▶ _Exercise description_: Reproduce all of the records below word for word, leaving the pictures out.

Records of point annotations
++++++

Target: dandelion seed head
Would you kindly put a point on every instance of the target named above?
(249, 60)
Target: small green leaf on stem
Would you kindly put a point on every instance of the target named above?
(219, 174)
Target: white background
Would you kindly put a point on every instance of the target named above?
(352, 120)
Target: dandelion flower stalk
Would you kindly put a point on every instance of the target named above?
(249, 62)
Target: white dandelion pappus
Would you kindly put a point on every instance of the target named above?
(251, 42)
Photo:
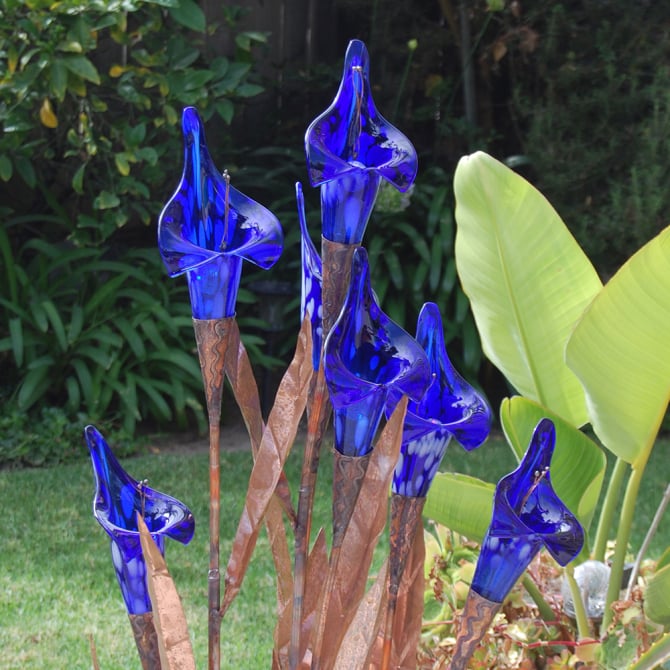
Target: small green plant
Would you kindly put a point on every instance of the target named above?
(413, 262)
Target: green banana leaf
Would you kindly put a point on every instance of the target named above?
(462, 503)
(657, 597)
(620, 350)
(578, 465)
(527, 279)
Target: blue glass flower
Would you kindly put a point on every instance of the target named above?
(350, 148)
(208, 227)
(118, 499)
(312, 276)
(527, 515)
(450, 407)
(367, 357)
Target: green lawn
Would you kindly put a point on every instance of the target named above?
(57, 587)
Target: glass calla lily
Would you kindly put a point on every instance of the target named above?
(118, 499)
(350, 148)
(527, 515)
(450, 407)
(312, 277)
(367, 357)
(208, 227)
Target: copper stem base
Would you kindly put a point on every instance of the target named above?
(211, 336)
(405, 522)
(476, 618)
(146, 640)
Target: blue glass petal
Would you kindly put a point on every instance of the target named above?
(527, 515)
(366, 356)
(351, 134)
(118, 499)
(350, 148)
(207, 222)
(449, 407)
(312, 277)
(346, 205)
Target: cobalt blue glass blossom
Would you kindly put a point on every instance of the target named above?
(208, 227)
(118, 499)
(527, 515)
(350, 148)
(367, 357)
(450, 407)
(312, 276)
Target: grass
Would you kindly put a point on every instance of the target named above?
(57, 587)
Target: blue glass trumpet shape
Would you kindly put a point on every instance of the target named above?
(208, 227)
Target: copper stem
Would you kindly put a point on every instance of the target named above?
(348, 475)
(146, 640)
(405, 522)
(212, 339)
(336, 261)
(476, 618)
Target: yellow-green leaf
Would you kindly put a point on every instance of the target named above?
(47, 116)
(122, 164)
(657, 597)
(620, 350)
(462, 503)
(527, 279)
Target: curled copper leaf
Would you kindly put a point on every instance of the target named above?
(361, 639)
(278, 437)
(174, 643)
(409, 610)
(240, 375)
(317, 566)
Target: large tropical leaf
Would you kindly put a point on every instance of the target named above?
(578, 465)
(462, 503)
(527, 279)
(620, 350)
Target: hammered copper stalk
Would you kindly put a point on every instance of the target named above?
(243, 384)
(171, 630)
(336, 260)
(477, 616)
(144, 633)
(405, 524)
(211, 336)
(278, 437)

++++++

▶ _Output below_:
Target: dandelion seed head
Would you kindly put a point on every instance of the target named above?
(249, 60)
Target: small green leaf on stem
Would you kindly put a point on every instance of the target named above?
(219, 174)
Target: white background
Would you kindly put a point on every instance of the target named above?
(352, 120)
Target: dandelion flower stalk
Would you kindly put a point on every instance of the target named above?
(249, 62)
Target: white dandelion pappus
Would you kindly put a point on every instance of the target named above?
(251, 42)
Photo:
Target: small green plant
Would you kindly put a point on every instance of the target named above?
(413, 262)
Target: green banana leaf
Would you kindly put a point on every instance of the target named above?
(462, 503)
(657, 597)
(620, 350)
(578, 465)
(527, 279)
Target: blue glass flower
Would you kindly put a point on every instance of the target named above?
(350, 148)
(208, 227)
(118, 499)
(312, 276)
(527, 515)
(450, 407)
(367, 357)
Target: green lawn
Would you kindly put a point on every instance of the target named above?
(57, 587)
Target: glass calla lily
Would you kindly put a point on every instance of the target named above?
(118, 499)
(350, 148)
(527, 515)
(450, 407)
(312, 277)
(367, 357)
(208, 227)
Target: copper stem base
Would you kindly put a point on every instance of the target named above?
(211, 336)
(405, 522)
(476, 618)
(146, 640)
Target: blue glass petal
Would you kindly put a point on every instance of the target named above?
(527, 515)
(366, 356)
(351, 134)
(118, 499)
(350, 148)
(207, 222)
(449, 407)
(312, 277)
(346, 205)
Target: cobalt blue glass blossom
Would you kindly put a point on every instance of the target named above?
(208, 227)
(118, 499)
(527, 515)
(350, 148)
(367, 357)
(450, 407)
(312, 276)
Target: grass
Would you kindly put a point on every instance of the target named above?
(57, 587)
Target: blue glass trumpet shape
Would you kindly put a point on every instance of the target named above?
(208, 227)
Target: copper stem
Would you kindly put a point on every instance of the target named above?
(348, 475)
(146, 640)
(405, 522)
(212, 339)
(336, 261)
(476, 618)
Target: yellow-green leaf
Would you kindly put a point on every instance of the target named above?
(47, 116)
(122, 164)
(657, 597)
(620, 350)
(462, 503)
(527, 279)
Target: curled copper leaf
Would you kindly put a point on every instance of the target named above?
(361, 639)
(278, 437)
(174, 643)
(409, 610)
(240, 375)
(317, 566)
Target: large tropical leaf
Would you kindly put a point on every instance of the target named above?
(578, 465)
(462, 503)
(527, 279)
(620, 350)
Target: hammered copper stalk
Would you kindly put a point on every instance of the target named above?
(243, 384)
(171, 630)
(336, 260)
(477, 616)
(144, 633)
(405, 524)
(211, 336)
(278, 437)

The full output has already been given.